**** Recorded information
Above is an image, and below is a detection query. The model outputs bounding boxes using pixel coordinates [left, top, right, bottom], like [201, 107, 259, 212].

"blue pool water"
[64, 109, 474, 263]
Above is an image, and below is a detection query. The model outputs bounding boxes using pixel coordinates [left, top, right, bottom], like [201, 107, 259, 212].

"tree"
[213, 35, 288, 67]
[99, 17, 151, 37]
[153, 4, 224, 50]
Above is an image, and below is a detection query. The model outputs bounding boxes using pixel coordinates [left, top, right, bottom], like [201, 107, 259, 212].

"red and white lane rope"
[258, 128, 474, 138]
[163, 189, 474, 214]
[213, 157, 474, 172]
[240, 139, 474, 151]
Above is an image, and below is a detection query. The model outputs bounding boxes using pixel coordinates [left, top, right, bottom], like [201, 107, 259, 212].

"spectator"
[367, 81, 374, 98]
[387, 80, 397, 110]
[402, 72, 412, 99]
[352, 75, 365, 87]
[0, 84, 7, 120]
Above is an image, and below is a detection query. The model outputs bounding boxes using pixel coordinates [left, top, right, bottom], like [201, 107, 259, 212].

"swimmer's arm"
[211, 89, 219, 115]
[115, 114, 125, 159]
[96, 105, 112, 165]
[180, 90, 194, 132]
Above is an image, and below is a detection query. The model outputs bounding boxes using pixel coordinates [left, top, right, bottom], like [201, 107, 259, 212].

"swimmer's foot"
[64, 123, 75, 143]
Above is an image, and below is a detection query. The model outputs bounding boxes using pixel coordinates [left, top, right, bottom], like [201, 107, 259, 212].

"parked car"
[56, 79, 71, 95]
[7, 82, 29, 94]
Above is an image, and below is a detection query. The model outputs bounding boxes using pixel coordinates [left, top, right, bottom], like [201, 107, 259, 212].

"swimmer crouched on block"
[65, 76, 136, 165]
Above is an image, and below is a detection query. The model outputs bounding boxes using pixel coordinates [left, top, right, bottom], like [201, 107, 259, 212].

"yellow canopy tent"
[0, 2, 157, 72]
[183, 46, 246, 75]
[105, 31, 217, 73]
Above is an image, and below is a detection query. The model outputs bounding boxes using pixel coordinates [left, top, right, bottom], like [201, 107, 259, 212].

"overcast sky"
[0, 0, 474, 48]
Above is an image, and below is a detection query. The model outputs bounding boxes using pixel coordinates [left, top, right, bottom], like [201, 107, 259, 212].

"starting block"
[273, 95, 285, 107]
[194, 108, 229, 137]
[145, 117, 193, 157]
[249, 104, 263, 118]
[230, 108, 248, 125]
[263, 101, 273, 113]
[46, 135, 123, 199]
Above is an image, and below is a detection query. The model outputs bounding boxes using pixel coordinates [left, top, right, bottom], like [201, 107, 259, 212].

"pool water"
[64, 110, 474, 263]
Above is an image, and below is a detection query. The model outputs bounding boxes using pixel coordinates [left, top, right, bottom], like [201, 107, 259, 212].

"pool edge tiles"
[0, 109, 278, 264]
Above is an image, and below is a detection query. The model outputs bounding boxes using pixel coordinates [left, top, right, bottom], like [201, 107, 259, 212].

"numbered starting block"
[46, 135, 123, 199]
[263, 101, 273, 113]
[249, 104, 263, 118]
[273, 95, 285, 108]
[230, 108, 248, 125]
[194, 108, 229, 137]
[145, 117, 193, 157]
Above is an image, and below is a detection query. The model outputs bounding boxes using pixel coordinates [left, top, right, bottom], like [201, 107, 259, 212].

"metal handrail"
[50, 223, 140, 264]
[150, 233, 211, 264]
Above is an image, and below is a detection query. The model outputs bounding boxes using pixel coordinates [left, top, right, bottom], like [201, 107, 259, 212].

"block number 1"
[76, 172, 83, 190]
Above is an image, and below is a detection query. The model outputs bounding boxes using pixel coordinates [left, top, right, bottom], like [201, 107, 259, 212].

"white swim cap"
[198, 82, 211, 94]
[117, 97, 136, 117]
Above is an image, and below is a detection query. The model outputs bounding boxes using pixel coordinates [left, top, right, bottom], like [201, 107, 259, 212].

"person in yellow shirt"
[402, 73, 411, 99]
********
> **Prompt**:
Could you rewrite the whole listing above as a two-column CSV headed input and output? Give one row for each block of text, with that text in input and the coordinates that follow it in output. Put each field in double quotes and replace line breaks with spaces.

> **Response for this exercise**:
input,output
"Above is an image, and below is a detection query. The model outputs bounding boxes using pixel coordinates [left, top, right, bottom], like [201, 107, 259, 212]. ""blue pool water""","[64, 109, 474, 263]"
"Above is an image, and below is a detection query. The model outputs bounding boxes using pixel coordinates [left, top, right, bottom], like [201, 107, 259, 212]. ""tree""","[213, 35, 288, 67] [99, 17, 151, 37] [153, 4, 224, 50]"
"Above is an image, and below is a detection query. The model outputs bounding boxes using pixel coordinates [left, top, right, bottom], like [201, 107, 259, 212]. ""red and white lane rope""","[258, 128, 474, 138] [163, 189, 474, 214] [213, 157, 474, 172] [240, 139, 474, 151]"
"Above is an image, and below is a detection query. The model outputs bounding boxes using pixel coordinates [left, top, right, bottom], like [201, 107, 259, 212]. ""spectator""","[367, 81, 374, 98] [387, 80, 397, 110] [402, 72, 412, 99] [352, 75, 365, 87] [0, 84, 7, 120]"
"Above is an image, and below is a detection query. The model outputs bounding boxes using pixel coordinates [left, top, right, bottom], like [201, 107, 259, 212]. ""swimmer's arm""","[211, 89, 219, 115] [115, 114, 125, 159] [96, 105, 112, 165] [180, 90, 194, 132]"
"Above is an image, and below is a detection query. The model outputs bounding boxes using pixel coordinates [left, top, right, bottom], like [201, 107, 259, 212]. ""swimmer's foot""","[64, 123, 75, 143]"
"Above is an image, and below is a detection query. The model outputs bounding boxes using pixel coordinates [left, top, right, bottom], like [201, 107, 259, 212]. ""parked car""","[56, 79, 71, 95] [7, 82, 29, 94]"
"Above is an image, and below is a detection query. The model outputs bounding boxes using pixel coordinates [left, top, right, bottom], like [201, 107, 259, 212]. ""swimmer crouched on block""","[65, 76, 136, 165]"
"Above is an image, and below is a detection query. The model outputs bounding boxes using pixel coordinates [left, top, right, bottom], like [201, 107, 259, 212]. ""yellow canopy tent""","[0, 2, 157, 72] [183, 46, 246, 75] [105, 31, 217, 73]"
"Above is an image, and below is a detection query. The model outputs bounding boxes using pixel coordinates [left, top, right, bottom], like [201, 107, 259, 212]. ""overcast sky""","[0, 0, 474, 48]"
"Above is an image, and below is a detection query. The model outputs bounding boxes using pixel coordinates [left, top, right, bottom], like [201, 107, 259, 212]. ""starting block""","[273, 95, 285, 107] [194, 108, 229, 137] [145, 117, 193, 157] [249, 104, 263, 118] [230, 108, 248, 125] [263, 101, 273, 113] [46, 135, 123, 199]"
"Above is an image, and below is a detection query. The model outputs bounding boxes using pixel coordinates [left, top, right, bottom], like [201, 107, 259, 212]. ""pool water""","[64, 110, 474, 263]"
"Above is an image, and below is a detection query. The model outputs bounding boxes using pixel coordinates [left, top, right, bottom], like [201, 107, 259, 212]. ""pool edge tiles""","[0, 109, 278, 264]"
"Above is an image, and below is a detection query. The model outputs bounding boxes using pixel coordinates [left, top, right, bottom], like [201, 107, 259, 212]. ""numbered starting block""","[46, 135, 123, 199] [263, 101, 273, 113] [249, 104, 263, 118] [273, 95, 285, 108] [230, 108, 248, 125] [194, 108, 229, 137] [145, 117, 193, 157]"
"Above is an image, and below is a detection query. The model outputs bounding boxes using pixel coordinates [left, top, right, bottom], like [201, 107, 259, 212]. ""metal handrail""","[50, 223, 140, 264] [150, 233, 211, 264]"
"Above is an image, and below is a detection query. The model outputs bounding boxes using pixel coordinates [left, top, right, bottom], like [201, 107, 259, 212]. ""block number 1""","[76, 172, 83, 190]"
"Above is an image, and below is a detection query. The model outputs bounding boxes using pixel coordinates [left, top, right, bottom], like [201, 107, 259, 212]. ""white swim cap""","[198, 82, 211, 94] [117, 97, 136, 117]"
"Above is an image, and below is a detection query. The model outputs bounding boxes using pixel coordinates [left, top, right, bottom], like [201, 107, 259, 212]. ""person in yellow shirt""","[402, 73, 411, 99]"